Document section:
## Begin

IGA modeling

class yeti_iga.IgaModel(model_type)

__init__(model_type)

Parameters:: model_type (string) – Model type : ‘2D solid’, ‘3D solid’ or ‘3D shell’

__weakref__: list of weak references to the object

add_boundary_condition(ipatch, bc)

Add a boundary condition to the model

Parameters:

ipatch (int) – Patch index on which boundary condition is applied
bc (BoundaryCondition) – Boundary condition to add

add_distributed_load(ipatch, dload)

Add a distributed load

Parameters:

ipatch (int) – Patch index on which distributed load is applied
dload (DistributedLoad) – Distributed load to add

add_patch(patch)

Add a patch to model

Parameters:: patch (Patch) – patch to add
Returns:: index – index of added patch
Return type:: int

build_stiffness_matrix()

Build stiffness matrix and right hand member

Returns:

stiff (scipy.sparse.csc_matrix) – Assembled stifness matrix
rhs (numpy.array) – Rught hans side vector

property cp_coordinates

Returns all control points coordinates of the model

Returns:: cp_coordinates – Coordinates of control points
Return type:: numpy.array(shape=(., 3), dtype=float)

## End

Record set:

## Begin

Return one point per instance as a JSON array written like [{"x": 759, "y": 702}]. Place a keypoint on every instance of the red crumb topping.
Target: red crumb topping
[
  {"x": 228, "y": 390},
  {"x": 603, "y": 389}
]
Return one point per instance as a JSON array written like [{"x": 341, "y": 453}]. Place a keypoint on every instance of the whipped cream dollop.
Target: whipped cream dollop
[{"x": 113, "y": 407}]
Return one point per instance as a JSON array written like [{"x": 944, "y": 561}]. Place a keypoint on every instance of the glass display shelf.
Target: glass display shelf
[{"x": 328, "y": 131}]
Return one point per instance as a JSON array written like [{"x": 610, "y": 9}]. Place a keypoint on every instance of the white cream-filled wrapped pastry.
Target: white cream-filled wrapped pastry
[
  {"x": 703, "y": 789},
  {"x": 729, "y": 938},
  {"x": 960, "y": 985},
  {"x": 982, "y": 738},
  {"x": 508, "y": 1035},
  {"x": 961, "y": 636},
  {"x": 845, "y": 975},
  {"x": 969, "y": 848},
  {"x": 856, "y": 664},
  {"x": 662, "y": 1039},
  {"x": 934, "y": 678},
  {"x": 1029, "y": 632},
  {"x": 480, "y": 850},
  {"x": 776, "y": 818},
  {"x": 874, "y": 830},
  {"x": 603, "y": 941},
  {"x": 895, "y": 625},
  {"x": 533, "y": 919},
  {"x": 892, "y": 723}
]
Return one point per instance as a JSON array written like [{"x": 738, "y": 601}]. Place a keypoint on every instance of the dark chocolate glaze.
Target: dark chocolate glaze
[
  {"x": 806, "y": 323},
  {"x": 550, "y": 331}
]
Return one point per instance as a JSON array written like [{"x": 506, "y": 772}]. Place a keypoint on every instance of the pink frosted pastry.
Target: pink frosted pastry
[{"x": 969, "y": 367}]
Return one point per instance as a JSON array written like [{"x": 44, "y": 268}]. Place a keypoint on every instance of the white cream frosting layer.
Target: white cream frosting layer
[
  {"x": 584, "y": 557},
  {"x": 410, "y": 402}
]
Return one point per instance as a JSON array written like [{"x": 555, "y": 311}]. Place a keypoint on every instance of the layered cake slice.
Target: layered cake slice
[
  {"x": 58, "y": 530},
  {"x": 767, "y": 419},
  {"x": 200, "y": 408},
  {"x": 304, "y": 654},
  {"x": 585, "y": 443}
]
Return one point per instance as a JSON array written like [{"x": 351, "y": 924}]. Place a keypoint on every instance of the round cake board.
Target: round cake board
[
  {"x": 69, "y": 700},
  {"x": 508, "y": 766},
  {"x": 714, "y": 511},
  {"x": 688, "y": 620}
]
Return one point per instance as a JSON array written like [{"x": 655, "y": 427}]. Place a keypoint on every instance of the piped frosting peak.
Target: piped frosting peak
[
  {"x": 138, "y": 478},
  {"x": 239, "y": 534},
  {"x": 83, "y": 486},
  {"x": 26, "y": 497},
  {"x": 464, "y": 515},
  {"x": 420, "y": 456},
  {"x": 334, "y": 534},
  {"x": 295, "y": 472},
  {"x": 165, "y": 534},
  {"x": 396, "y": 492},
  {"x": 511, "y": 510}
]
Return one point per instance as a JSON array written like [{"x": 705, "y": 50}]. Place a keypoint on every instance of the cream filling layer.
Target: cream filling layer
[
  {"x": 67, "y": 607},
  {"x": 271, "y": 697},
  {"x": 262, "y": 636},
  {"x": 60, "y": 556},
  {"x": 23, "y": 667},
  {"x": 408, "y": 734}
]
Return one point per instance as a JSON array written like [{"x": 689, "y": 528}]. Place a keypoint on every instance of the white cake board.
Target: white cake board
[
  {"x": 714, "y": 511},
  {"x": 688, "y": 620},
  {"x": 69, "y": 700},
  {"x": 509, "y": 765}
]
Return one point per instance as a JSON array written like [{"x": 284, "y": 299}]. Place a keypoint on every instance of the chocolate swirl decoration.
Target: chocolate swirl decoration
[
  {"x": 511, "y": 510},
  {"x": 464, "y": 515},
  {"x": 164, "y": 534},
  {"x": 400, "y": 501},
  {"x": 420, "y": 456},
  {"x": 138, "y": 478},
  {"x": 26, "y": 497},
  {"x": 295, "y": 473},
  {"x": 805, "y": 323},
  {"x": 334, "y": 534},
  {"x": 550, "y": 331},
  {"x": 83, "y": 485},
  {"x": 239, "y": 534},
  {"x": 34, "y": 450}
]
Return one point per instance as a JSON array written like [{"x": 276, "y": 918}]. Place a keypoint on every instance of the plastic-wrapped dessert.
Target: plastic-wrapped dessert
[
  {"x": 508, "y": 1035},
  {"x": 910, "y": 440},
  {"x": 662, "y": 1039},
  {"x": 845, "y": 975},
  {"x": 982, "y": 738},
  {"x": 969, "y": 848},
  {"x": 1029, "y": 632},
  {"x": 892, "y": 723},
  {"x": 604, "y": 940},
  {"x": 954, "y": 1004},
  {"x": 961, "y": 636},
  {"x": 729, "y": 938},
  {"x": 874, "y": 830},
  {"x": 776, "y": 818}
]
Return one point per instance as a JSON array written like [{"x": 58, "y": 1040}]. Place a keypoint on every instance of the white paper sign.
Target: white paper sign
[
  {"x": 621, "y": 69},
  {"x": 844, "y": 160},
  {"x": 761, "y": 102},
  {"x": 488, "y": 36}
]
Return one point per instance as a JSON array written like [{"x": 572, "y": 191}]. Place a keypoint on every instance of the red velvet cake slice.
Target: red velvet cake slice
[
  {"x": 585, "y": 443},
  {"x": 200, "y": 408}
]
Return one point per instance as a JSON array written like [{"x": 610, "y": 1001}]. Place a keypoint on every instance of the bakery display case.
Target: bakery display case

## End

What is required:
Write the next part of the IgaModel class reference, picking up after the cp_coordinates property entry.

Task output:
property cp_indices

Returns an array containing all control points indices of the model

Returns:: cp_indices – All control points indices
Return type:: numpy.array(dtype=int)

get_corners_cp_indices(ipatch=0)

Return global indices of control points corresponding to a given patch corners

Parameters:: ipatch (int (default = 0)) – index of patch
Returns:: indices – indices of corners control points
Return type:: numpy.array

get_face_cp_indices(id_face, ipatch=0)

Return global indices of control points corresponding to a face of a given patch

Parameters:

id_face (int) – identifier of face : 1, 2, 3, 4, 5 or 6
ipatch (int (default = 0)) – index of patch

Returns:

indices – indices of face control points

Return type:

numpy.array(dtype=int)

property idof_free: Return indices of free degrees of freedom

property nb_patch: Return the number of patchs of the model

refine_patch(ipatch, nb_degree_elevation=array([0., 0., 0.]), nb_subdivision=array([0., 0., 0.]), additional_knots=None)

Refine a patch of the model with k-refinement:: 1 - degree elevation 2 - knot insertion 3 - subdivision

Parameters:

ipatch (int) – Index of patch to refine
nb_degree_elevation (numpy.array(shape=(3,), dtype=numpy.intp)) – Number of degree elevation for each parametric direction default = numpy.zeros(3)
nb_subdivision (numpy.array(shape=(3,), dtype=numpy.intp)) – Number of knot vector subdivision for each parametric direction default = numpy.zeros(3)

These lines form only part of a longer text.